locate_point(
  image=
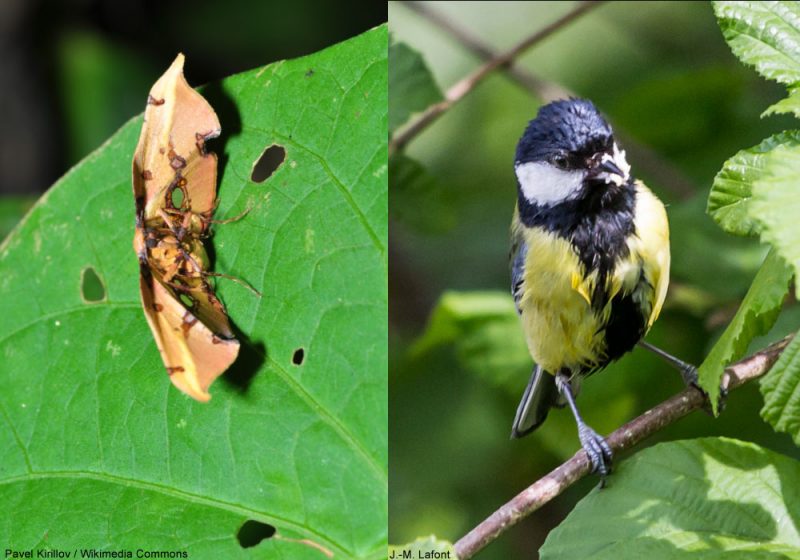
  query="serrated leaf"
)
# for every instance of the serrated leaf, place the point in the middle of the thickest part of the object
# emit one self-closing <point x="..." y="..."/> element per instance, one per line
<point x="484" y="329"/>
<point x="765" y="35"/>
<point x="419" y="200"/>
<point x="790" y="105"/>
<point x="411" y="83"/>
<point x="755" y="316"/>
<point x="423" y="547"/>
<point x="12" y="208"/>
<point x="98" y="449"/>
<point x="781" y="391"/>
<point x="732" y="191"/>
<point x="708" y="498"/>
<point x="776" y="205"/>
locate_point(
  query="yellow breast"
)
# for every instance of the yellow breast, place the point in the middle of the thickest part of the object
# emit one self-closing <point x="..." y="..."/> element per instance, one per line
<point x="561" y="327"/>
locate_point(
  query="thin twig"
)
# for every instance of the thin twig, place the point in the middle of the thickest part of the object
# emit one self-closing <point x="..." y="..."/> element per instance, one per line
<point x="467" y="84"/>
<point x="666" y="175"/>
<point x="554" y="483"/>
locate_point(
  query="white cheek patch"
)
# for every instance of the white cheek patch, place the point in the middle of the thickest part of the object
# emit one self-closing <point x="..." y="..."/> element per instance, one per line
<point x="545" y="184"/>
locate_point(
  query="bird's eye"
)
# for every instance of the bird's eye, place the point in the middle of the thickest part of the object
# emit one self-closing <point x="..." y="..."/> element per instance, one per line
<point x="560" y="161"/>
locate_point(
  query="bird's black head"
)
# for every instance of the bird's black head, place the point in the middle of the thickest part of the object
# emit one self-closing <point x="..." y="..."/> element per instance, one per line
<point x="568" y="148"/>
<point x="568" y="127"/>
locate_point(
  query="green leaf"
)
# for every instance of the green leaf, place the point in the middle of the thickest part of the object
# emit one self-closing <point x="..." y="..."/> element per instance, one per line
<point x="708" y="498"/>
<point x="790" y="105"/>
<point x="99" y="449"/>
<point x="732" y="191"/>
<point x="12" y="208"/>
<point x="781" y="391"/>
<point x="765" y="35"/>
<point x="485" y="331"/>
<point x="411" y="83"/>
<point x="423" y="547"/>
<point x="776" y="204"/>
<point x="755" y="316"/>
<point x="419" y="200"/>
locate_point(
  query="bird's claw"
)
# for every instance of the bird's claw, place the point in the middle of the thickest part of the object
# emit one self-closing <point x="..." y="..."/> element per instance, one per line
<point x="598" y="451"/>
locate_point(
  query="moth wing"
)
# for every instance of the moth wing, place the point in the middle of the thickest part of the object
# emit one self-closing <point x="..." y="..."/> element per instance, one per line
<point x="193" y="355"/>
<point x="201" y="176"/>
<point x="179" y="120"/>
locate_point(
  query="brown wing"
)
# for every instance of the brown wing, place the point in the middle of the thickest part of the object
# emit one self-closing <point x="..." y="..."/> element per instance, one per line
<point x="178" y="121"/>
<point x="193" y="355"/>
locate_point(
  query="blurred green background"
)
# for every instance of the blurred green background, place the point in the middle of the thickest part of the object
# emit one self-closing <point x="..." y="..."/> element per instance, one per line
<point x="670" y="86"/>
<point x="73" y="71"/>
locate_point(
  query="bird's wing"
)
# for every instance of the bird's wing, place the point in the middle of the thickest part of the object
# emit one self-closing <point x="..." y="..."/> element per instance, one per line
<point x="653" y="230"/>
<point x="519" y="249"/>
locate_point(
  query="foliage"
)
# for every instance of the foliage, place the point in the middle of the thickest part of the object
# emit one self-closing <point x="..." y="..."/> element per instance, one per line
<point x="93" y="433"/>
<point x="707" y="497"/>
<point x="458" y="369"/>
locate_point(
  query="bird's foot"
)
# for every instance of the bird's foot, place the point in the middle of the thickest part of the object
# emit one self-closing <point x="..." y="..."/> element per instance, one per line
<point x="598" y="451"/>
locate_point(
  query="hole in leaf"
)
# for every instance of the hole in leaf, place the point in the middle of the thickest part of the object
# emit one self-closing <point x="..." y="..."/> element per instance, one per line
<point x="268" y="163"/>
<point x="186" y="300"/>
<point x="253" y="532"/>
<point x="297" y="357"/>
<point x="177" y="198"/>
<point x="92" y="288"/>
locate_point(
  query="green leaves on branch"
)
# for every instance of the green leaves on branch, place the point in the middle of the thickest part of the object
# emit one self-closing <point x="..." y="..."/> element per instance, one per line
<point x="755" y="317"/>
<point x="703" y="498"/>
<point x="764" y="35"/>
<point x="411" y="83"/>
<point x="776" y="204"/>
<point x="483" y="327"/>
<point x="781" y="390"/>
<point x="419" y="200"/>
<point x="732" y="191"/>
<point x="755" y="193"/>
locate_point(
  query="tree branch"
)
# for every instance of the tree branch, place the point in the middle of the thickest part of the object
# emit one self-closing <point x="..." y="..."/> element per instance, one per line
<point x="458" y="90"/>
<point x="645" y="157"/>
<point x="554" y="483"/>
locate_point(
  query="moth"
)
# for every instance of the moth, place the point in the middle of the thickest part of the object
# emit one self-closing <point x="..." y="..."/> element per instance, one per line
<point x="174" y="185"/>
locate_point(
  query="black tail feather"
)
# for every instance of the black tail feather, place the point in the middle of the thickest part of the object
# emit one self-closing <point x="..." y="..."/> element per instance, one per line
<point x="540" y="395"/>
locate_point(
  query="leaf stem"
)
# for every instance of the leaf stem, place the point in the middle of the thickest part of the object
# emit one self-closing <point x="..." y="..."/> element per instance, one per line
<point x="555" y="482"/>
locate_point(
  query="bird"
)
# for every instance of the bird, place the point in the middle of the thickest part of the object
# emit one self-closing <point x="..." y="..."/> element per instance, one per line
<point x="589" y="260"/>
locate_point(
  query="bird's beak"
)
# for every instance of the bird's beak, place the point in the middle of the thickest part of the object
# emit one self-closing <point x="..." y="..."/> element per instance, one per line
<point x="609" y="166"/>
<point x="612" y="167"/>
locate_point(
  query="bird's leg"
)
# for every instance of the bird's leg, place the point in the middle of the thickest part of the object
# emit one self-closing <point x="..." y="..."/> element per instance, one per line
<point x="688" y="371"/>
<point x="595" y="446"/>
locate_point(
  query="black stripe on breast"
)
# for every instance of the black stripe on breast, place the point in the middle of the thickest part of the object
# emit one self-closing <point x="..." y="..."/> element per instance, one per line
<point x="597" y="225"/>
<point x="625" y="326"/>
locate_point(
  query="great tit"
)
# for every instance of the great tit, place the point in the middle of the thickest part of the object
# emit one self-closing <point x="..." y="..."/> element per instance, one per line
<point x="589" y="261"/>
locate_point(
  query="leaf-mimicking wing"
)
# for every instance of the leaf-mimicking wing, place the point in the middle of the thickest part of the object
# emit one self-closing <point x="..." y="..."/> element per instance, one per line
<point x="174" y="184"/>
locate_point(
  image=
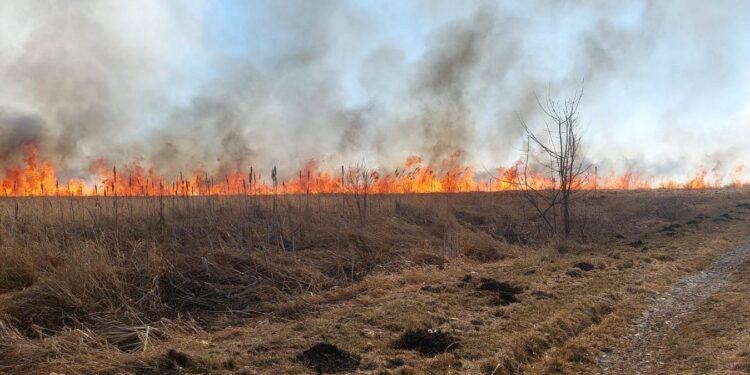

◇ ◇ ◇ ◇ ◇ ◇ ◇

Gather every line of the data that contains the word "claw".

  query="bird's claw"
# for every instance of the bird's claw, place the point in the middle of the thickest part of the object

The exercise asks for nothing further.